● Prompt
Please rewrite the lines of every item below as a Markdown table with two columns, No. and Text, giving each non-blank line its own numbered row.

Dataset rows on where objects appear

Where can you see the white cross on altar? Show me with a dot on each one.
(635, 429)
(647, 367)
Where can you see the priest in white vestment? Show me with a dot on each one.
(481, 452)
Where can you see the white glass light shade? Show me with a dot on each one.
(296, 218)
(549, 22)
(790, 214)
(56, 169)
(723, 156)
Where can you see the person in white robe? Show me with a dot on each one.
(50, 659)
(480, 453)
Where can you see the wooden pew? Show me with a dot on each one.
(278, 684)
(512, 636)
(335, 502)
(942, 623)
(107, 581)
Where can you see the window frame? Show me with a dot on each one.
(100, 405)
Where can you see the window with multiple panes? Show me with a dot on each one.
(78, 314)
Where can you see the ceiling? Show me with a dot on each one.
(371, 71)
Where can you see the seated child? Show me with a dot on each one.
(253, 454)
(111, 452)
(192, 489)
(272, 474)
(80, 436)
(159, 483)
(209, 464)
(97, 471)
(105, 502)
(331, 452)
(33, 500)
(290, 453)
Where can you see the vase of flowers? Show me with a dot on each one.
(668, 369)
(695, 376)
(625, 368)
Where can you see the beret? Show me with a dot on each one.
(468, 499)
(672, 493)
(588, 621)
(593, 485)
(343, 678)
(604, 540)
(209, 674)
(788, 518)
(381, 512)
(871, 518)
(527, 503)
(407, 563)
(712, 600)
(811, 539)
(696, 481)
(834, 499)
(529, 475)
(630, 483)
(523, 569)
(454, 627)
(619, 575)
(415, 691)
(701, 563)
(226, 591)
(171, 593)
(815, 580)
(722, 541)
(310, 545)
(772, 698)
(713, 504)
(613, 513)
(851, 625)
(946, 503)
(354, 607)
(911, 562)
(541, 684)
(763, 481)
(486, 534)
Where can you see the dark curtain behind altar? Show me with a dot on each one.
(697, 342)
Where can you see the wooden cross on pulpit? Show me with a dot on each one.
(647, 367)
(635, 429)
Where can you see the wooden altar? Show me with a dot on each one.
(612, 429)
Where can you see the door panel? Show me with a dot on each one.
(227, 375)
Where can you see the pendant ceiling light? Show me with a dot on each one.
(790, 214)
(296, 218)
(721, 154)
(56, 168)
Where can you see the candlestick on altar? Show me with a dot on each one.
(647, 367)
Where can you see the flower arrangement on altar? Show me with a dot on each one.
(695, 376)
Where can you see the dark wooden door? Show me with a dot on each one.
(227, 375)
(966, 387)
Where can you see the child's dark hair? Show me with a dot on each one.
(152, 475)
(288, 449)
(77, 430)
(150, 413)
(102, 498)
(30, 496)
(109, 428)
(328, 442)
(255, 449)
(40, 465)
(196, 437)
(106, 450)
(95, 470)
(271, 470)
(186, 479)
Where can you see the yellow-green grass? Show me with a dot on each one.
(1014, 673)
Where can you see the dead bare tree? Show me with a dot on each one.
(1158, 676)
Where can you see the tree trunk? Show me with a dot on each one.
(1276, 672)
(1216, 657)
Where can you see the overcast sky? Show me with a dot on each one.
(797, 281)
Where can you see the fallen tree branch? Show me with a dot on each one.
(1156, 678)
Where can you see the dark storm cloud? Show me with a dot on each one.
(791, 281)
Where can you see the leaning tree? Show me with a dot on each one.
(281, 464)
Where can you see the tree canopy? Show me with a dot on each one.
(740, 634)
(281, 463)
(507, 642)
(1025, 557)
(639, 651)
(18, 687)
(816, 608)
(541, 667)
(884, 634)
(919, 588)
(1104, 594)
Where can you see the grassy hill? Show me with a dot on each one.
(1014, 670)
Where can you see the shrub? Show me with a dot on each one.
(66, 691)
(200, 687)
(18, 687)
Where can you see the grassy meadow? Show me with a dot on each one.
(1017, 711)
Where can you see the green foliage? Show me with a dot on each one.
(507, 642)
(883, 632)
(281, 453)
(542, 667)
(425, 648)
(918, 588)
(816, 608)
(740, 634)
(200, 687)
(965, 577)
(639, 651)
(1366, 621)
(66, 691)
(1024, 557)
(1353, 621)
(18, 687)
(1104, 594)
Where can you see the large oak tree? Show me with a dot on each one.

● Solved problem
| No. | Text |
|---|---|
| 1 | Where can you see the white cross on altar? Show me with a dot on each one. |
| 2 | (635, 429) |
| 3 | (647, 367) |
| 4 | Where can you see the priest in white vestment? Show me with a dot on each one. |
| 5 | (481, 452) |
| 6 | Where can you see the white glass light shade? Show me with a dot on each one. |
| 7 | (296, 218) |
| 8 | (549, 22) |
| 9 | (790, 214) |
| 10 | (56, 169) |
| 11 | (723, 156) |
| 12 | Where can you see the person in white robe? Show me with a dot on each one. |
| 13 | (50, 659) |
| 14 | (480, 453) |
| 15 | Where can you see the wooden pew? Show me with a dot on each one. |
| 16 | (278, 684) |
| 17 | (512, 636) |
| 18 | (335, 502) |
| 19 | (942, 623) |
| 20 | (107, 581) |
| 21 | Where can you see the window frame? Show me with a dot on each one. |
| 22 | (100, 405) |
| 23 | Where can you see the window with multiple panes? Show me with a dot on each one. |
| 24 | (78, 314) |
| 25 | Where can you see the ceiling? Show me with a dot on each one. |
| 26 | (371, 71) |
| 27 | Where can you see the seated child? Show me with a dot on each one. |
| 28 | (253, 454) |
| 29 | (111, 452) |
| 30 | (192, 489) |
| 31 | (272, 474) |
| 32 | (80, 436) |
| 33 | (159, 483) |
| 34 | (209, 464) |
| 35 | (97, 471) |
| 36 | (105, 502) |
| 37 | (331, 452) |
| 38 | (33, 500) |
| 39 | (290, 453) |
| 40 | Where can you see the vase of flowers? Show me with a dot on each one. |
| 41 | (668, 369) |
| 42 | (695, 376) |
| 43 | (625, 368) |
| 44 | Where can you see the beret? Show me with a dot on each one. |
| 45 | (468, 499) |
| 46 | (672, 493) |
| 47 | (588, 621) |
| 48 | (593, 485) |
| 49 | (343, 678) |
| 50 | (604, 540) |
| 51 | (209, 674) |
| 52 | (788, 518) |
| 53 | (381, 512) |
| 54 | (871, 518) |
| 55 | (527, 503) |
| 56 | (407, 563) |
| 57 | (712, 600) |
| 58 | (811, 539) |
| 59 | (696, 481) |
| 60 | (834, 499) |
| 61 | (529, 475) |
| 62 | (630, 483) |
| 63 | (523, 569) |
| 64 | (454, 627) |
| 65 | (619, 575) |
| 66 | (415, 691) |
| 67 | (701, 563) |
| 68 | (226, 591) |
| 69 | (171, 593) |
| 70 | (815, 580) |
| 71 | (722, 541) |
| 72 | (310, 545) |
| 73 | (772, 698) |
| 74 | (713, 504) |
| 75 | (613, 513) |
| 76 | (851, 625) |
| 77 | (946, 503) |
| 78 | (354, 607) |
| 79 | (911, 562) |
| 80 | (541, 684) |
| 81 | (763, 481) |
| 82 | (486, 534) |
| 83 | Where can you see the dark curtain behind altar? Show me with a dot on each one. |
| 84 | (697, 342) |
| 85 | Where can you see the wooden cross on pulpit? Show me with a dot on each one. |
| 86 | (647, 367) |
| 87 | (635, 429) |
| 88 | Where can you see the wooden altar? Show me with a dot on each one. |
| 89 | (612, 429) |
| 90 | Where can you see the door panel? Show me with a dot on each one. |
| 91 | (227, 375) |
| 92 | Where can you see the pendant ceiling light? Show me with a dot on each one. |
| 93 | (790, 214) |
| 94 | (296, 218) |
| 95 | (721, 154) |
| 96 | (56, 168) |
| 97 | Where can you see the candlestick on altar? Show me with a dot on each one. |
| 98 | (647, 367) |
| 99 | Where can you see the flower arrangement on altar? Show me with a dot on each one. |
| 100 | (695, 376) |
| 101 | Where can you see the dark wooden door? Show me with a dot on each one. |
| 102 | (227, 375) |
| 103 | (966, 387) |
| 104 | Where can you see the child's dark hair? Show me with a dot on each one. |
| 105 | (152, 475) |
| 106 | (288, 449) |
| 107 | (77, 430) |
| 108 | (150, 413) |
| 109 | (102, 498) |
| 110 | (30, 496) |
| 111 | (109, 428) |
| 112 | (328, 442) |
| 113 | (255, 449) |
| 114 | (40, 465) |
| 115 | (196, 437) |
| 116 | (106, 450) |
| 117 | (95, 470) |
| 118 | (271, 470) |
| 119 | (186, 479) |
| 120 | Where can you see the yellow-green grass? Show me with a dot on each one. |
| 121 | (1014, 673) |
| 122 | Where can you see the dead bare tree? Show me with a dot on each one. |
| 123 | (1158, 676) |
| 124 | Where can you see the tree trunk? Show me with a dot on each one. |
| 125 | (1276, 672) |
| 126 | (1216, 657) |
| 127 | Where can you see the overcast sky? Show me with a dot on each one. |
| 128 | (797, 281) |
| 129 | Where can you see the fallen tree branch? Show me with a dot on each one. |
| 130 | (1156, 678) |
| 131 | Where can you see the dark storm cloud? Show me with a dot on each one. |
| 132 | (791, 281) |
| 133 | Where can you see the leaning tree? Show me with a dot on each one. |
| 134 | (281, 464) |
| 135 | Where can you see the tree canopy? Show me with a dot on each one. |
| 136 | (740, 634) |
| 137 | (281, 463) |
| 138 | (507, 642) |
| 139 | (1025, 557) |
| 140 | (639, 651) |
| 141 | (18, 687) |
| 142 | (816, 608) |
| 143 | (541, 667) |
| 144 | (884, 634) |
| 145 | (919, 588) |
| 146 | (1104, 594) |
| 147 | Where can you see the grassy hill? Show me with a dot on each one. |
| 148 | (1014, 670) |
| 149 | Where can you see the shrub? Show me with a dot on each one. |
| 150 | (66, 691) |
| 151 | (200, 687) |
| 152 | (18, 687) |
| 153 | Where can you see the grassy meadow? Show me with a dot on each one. |
| 154 | (1017, 711) |
| 155 | Where can you see the green foliage? Show me with a dot on each one. |
| 156 | (507, 642) |
| 157 | (883, 632) |
| 158 | (281, 453) |
| 159 | (542, 667) |
| 160 | (425, 648) |
| 161 | (918, 588) |
| 162 | (816, 608) |
| 163 | (740, 634) |
| 164 | (200, 687) |
| 165 | (965, 577) |
| 166 | (639, 651) |
| 167 | (1366, 621) |
| 168 | (66, 691) |
| 169 | (1024, 557) |
| 170 | (1353, 621) |
| 171 | (18, 687) |
| 172 | (1104, 594) |
| 173 | Where can you see the large oak tree? Show me with a dot on each one. |